### GIVEN PROBLEM
Which lines of the records contain the word "parked"? Return each of them, treating uppercase and lowercase as different.

• • • •

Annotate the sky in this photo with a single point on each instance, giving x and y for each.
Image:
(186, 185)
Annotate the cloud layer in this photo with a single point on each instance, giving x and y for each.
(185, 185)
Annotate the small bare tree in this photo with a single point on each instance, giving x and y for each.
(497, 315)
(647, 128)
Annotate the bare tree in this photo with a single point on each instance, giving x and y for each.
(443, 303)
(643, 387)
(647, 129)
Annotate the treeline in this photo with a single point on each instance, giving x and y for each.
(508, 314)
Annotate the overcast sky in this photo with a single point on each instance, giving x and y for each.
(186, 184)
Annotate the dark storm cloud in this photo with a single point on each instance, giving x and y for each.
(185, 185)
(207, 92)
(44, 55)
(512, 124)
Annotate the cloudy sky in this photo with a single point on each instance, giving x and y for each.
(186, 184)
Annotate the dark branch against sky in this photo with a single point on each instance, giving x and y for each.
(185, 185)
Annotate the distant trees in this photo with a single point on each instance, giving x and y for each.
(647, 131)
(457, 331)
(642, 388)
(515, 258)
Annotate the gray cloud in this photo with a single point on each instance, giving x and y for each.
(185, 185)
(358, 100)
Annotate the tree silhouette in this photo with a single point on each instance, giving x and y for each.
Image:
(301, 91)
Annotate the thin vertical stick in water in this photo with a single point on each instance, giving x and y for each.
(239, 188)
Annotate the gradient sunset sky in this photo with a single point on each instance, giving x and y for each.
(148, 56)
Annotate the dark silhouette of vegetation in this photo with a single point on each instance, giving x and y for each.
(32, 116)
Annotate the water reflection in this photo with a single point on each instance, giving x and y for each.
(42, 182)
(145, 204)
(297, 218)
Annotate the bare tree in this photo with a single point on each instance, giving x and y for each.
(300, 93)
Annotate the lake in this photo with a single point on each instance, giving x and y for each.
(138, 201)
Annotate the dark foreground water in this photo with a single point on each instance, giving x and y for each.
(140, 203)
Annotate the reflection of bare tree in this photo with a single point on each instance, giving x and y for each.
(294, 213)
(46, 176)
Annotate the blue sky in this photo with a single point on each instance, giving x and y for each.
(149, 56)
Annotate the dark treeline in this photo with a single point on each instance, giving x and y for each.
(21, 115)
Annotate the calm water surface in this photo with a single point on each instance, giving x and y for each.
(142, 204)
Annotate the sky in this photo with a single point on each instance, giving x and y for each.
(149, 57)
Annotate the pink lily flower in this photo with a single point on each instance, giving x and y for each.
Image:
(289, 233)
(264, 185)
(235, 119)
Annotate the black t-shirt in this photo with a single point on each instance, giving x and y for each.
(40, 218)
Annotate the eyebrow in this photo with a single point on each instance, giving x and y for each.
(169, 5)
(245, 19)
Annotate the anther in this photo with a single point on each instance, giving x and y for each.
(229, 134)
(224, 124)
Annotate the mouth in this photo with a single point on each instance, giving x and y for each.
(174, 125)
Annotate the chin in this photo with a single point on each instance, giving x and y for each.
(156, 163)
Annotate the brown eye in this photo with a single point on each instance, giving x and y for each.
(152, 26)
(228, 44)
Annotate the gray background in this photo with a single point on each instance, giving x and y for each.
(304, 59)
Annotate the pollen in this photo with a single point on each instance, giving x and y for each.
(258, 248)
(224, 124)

• • • •

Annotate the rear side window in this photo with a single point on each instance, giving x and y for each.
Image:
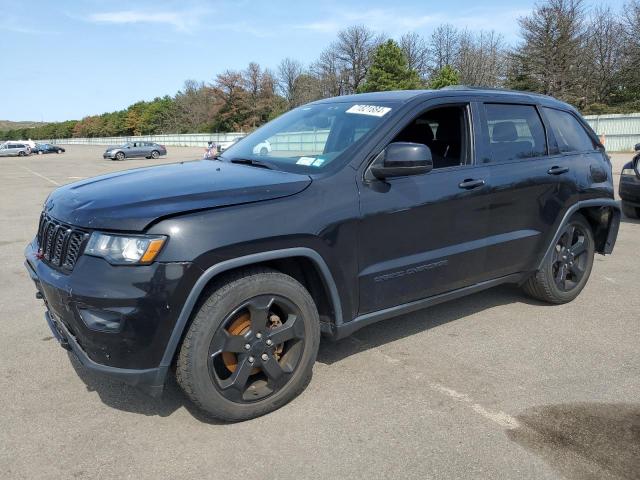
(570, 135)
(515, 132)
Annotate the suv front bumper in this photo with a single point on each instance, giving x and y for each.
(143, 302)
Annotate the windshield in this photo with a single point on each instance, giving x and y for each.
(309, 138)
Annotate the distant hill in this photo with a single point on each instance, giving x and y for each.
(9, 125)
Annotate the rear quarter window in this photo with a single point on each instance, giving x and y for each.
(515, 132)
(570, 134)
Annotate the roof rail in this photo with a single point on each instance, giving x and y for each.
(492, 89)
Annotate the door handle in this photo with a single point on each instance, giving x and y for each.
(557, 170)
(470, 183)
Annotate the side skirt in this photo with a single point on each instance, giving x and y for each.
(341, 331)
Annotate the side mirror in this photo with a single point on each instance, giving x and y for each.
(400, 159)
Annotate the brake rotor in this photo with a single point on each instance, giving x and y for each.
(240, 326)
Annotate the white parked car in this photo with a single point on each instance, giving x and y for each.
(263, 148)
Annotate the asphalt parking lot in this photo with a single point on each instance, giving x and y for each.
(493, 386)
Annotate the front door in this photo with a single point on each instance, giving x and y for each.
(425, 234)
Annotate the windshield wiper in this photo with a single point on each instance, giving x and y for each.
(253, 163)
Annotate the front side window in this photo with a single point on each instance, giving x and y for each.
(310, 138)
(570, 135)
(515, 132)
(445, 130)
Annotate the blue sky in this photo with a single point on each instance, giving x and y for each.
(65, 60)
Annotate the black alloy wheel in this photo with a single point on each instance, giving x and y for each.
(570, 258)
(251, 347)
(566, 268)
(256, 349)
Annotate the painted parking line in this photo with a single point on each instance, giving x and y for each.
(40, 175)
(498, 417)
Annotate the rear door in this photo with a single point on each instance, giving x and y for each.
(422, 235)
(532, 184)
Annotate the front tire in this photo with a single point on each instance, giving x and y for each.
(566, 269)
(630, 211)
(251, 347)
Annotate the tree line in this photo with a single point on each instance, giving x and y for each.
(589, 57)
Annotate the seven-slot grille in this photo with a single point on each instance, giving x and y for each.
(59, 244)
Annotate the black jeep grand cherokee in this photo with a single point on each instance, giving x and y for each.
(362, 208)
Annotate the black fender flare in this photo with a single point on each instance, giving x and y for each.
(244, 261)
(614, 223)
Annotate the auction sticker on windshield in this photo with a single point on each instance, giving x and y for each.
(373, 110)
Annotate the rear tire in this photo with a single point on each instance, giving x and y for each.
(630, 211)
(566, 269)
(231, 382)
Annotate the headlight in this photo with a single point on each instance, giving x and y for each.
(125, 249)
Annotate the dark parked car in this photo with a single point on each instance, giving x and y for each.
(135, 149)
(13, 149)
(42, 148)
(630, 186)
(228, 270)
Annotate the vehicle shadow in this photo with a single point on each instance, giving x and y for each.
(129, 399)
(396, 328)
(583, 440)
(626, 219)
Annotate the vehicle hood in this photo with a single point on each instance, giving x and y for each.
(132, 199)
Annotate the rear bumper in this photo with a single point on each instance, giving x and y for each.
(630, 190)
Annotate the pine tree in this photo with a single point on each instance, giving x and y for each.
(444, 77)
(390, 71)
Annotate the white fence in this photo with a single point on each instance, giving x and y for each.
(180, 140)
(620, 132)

• • • •

### THE RESPONSE
Annotate the white parked car in this photo with a single point on each instance, giving x and y for each.
Annotate the dark parked car in this photo with a single point on each instance, giving x and y for each.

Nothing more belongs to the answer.